> _Actions to take_:
1: Using the scenario about Hatice, answer each question:
(a) In what kind of community was Hatice raised?
(b) In which city did she study at university?
(c) What religion did the girl she interned with in London follow?
2: Could you extend the scenario about Hatice, picking up after its final sentence?

> _Passage shown_:
━━━━

So, let me give a specific scenario. Hatice is a young girl from eastern Turkey. She was born to Muslim parents. And raised in a small community that was exclusively Muslim. Her father and brothers regular attend prayers at the local mosque. She has generally prayed at home with her mother, and though as a teenager she became less regular in keeping this practice, she always had a revival of personal devotion every year at Ramadan.
A few years ago, Hatice graduated high school and went off to study at university. She ended up studying in Istanbul, where she was exposed to all manner of different beliefs. Many of her professors were at best nominal Muslims. A few even were so bold to declare themselves as athiests. This led Hatice begin to ask questions about her faith, and even to in time doubt it. She found herself not really believing the Qur'an to be a revealed book. But she was so used to celebrating all of the traditions that she grew up with that she continued to celebrate Ramadan, even as she realized that she didn't believe in the very thing she was celebrating.
After graduation from university, she applied to grad school in London. There she completely quit saying prayers completely. She would dress as here peer group dressed, went to local pubs with them, even engaging in drinking games with the boys that she began to date. One day she woke up and wondered how it was that her life had changes so much from when she was younger. There was one girl that she was interning with that she felt close enough to that she was able to confide her internal conflict. That girl happened to be a buddhist. And this buddhist shared how she didn't believe in God or gods per se, but did find meaning in life from the teachings of the Buddha.
When Hatice returned home, that year, she no longer kept any of the practices of Islam. When asked why not, she said that she didn't believe in Islam or that Muhammed was the prophet. That she had found truth and meaning in the principles of Buddhism which she now kept and that she considered herself no longer a Muslim, but a Buddhist.

━━━━

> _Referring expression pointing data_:
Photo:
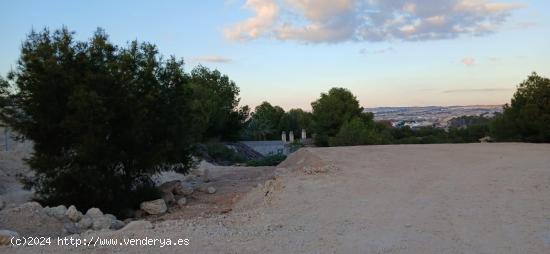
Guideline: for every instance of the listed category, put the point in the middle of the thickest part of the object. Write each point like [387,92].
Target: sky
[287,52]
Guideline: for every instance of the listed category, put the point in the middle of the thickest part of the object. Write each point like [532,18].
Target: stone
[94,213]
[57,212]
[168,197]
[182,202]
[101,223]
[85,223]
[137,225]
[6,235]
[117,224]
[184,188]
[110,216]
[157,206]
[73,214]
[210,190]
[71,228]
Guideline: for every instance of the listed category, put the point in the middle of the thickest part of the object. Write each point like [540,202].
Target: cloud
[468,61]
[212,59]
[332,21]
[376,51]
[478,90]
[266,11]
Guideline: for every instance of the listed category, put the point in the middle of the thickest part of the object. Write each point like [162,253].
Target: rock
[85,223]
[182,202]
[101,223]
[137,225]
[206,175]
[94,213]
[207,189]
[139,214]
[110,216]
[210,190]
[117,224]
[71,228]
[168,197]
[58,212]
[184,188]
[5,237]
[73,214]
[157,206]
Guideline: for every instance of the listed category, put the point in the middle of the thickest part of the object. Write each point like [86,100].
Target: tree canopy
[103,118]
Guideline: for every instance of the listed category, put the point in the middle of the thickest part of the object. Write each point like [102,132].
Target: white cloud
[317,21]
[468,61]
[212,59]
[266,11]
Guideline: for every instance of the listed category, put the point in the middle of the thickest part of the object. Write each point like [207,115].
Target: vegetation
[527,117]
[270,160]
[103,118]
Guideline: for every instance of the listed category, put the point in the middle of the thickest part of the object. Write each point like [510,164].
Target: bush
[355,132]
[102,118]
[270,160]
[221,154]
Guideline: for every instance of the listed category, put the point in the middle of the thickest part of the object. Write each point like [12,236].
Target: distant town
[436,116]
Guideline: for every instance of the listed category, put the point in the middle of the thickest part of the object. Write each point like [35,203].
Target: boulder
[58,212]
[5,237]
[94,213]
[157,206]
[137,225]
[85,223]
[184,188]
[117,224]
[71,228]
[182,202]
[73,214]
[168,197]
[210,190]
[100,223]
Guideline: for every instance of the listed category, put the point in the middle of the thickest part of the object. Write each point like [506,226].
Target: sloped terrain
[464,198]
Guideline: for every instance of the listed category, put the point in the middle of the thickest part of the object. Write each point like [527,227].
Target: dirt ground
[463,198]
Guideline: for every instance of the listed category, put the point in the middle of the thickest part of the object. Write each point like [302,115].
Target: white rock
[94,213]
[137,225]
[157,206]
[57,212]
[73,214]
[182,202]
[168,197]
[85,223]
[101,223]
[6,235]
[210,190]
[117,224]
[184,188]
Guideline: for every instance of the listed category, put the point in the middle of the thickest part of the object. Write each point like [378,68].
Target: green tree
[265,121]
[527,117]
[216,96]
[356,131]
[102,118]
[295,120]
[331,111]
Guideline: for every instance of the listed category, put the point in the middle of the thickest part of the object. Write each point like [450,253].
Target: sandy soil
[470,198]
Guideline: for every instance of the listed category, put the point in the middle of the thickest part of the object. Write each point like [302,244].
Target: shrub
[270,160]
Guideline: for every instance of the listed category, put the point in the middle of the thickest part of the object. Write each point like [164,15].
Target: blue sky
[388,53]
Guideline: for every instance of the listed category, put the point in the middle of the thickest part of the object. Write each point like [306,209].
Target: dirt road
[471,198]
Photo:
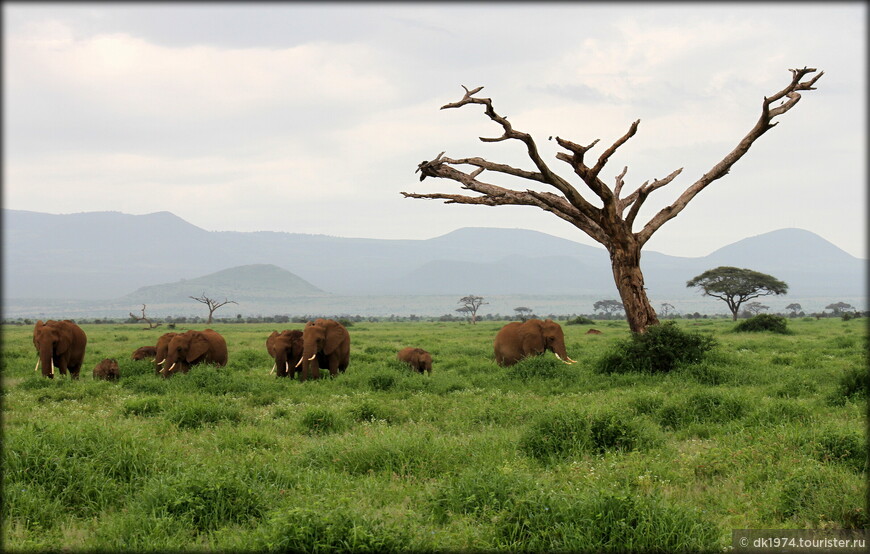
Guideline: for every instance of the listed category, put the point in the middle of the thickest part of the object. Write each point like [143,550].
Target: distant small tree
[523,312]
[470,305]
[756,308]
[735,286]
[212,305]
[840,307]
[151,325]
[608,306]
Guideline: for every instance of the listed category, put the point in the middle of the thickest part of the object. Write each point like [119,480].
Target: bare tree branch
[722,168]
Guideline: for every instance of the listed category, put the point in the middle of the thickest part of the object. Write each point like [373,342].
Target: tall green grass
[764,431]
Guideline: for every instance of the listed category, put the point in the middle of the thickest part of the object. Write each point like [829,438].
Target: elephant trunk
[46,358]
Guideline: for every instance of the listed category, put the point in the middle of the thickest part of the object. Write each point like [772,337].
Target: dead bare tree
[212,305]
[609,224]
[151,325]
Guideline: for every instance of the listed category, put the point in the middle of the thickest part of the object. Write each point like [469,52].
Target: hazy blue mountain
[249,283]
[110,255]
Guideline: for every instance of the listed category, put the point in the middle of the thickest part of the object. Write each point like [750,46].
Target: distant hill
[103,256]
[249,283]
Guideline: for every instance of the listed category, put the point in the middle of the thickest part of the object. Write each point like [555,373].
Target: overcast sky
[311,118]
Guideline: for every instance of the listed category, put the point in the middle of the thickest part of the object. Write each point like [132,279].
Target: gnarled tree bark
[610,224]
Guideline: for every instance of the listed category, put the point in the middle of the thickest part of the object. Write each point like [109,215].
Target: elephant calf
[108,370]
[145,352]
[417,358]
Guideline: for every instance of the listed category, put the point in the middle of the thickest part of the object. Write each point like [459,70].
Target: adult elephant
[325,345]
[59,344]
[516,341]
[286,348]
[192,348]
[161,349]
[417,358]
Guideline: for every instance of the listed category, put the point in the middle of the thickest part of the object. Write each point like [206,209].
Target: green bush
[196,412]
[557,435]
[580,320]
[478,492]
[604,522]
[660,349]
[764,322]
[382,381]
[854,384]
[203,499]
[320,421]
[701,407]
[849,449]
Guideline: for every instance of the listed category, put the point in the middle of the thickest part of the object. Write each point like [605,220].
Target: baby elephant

━━━━

> _Responses for each task_:
1:
(a) A small, exclusively Muslim community in eastern Turkey.
(b) Istanbul.
(c) Buddhism.

2:
Her mother cries. Her father says that she was raised a Muslim and that she is still a Muslim. That she must be crazy, and been brainwashed, for no rationally thinking person would ever leave Islam once they knew the beauty and truth of it. He tries to have her committed to a mental hospital. But Hatice will have nothing of it. She gets into a big fight with her family, and tells them that they are the ones who have deluded themselves. She declares that she is not a Muslim. That she is old enough to make such decisions for herself. She is a Buddhist and she is going to remain a Buddhist. Further, she says that they should all realize what fools they are for believing in a God who doesn't even exist. And since he doesn't exist how could he send an angel with a recitation to anyone. Her brother tells her to shut up or he'll shut her up. They revert to their childish taunts of "make me" and other silly things. But that very night her brother, Ahmet, kills her, and claims it is an honor killing both because his sister had allowed herself to become sexually active, was so with non-Muslim men, and she had claimed to have herself left Islam.
Now my question is what, if anything, should the state do with regard to Ahmet?
Does the answer to that question change any if we move the story from eastern Turkey to Anwar province of Pakistan? Or to London?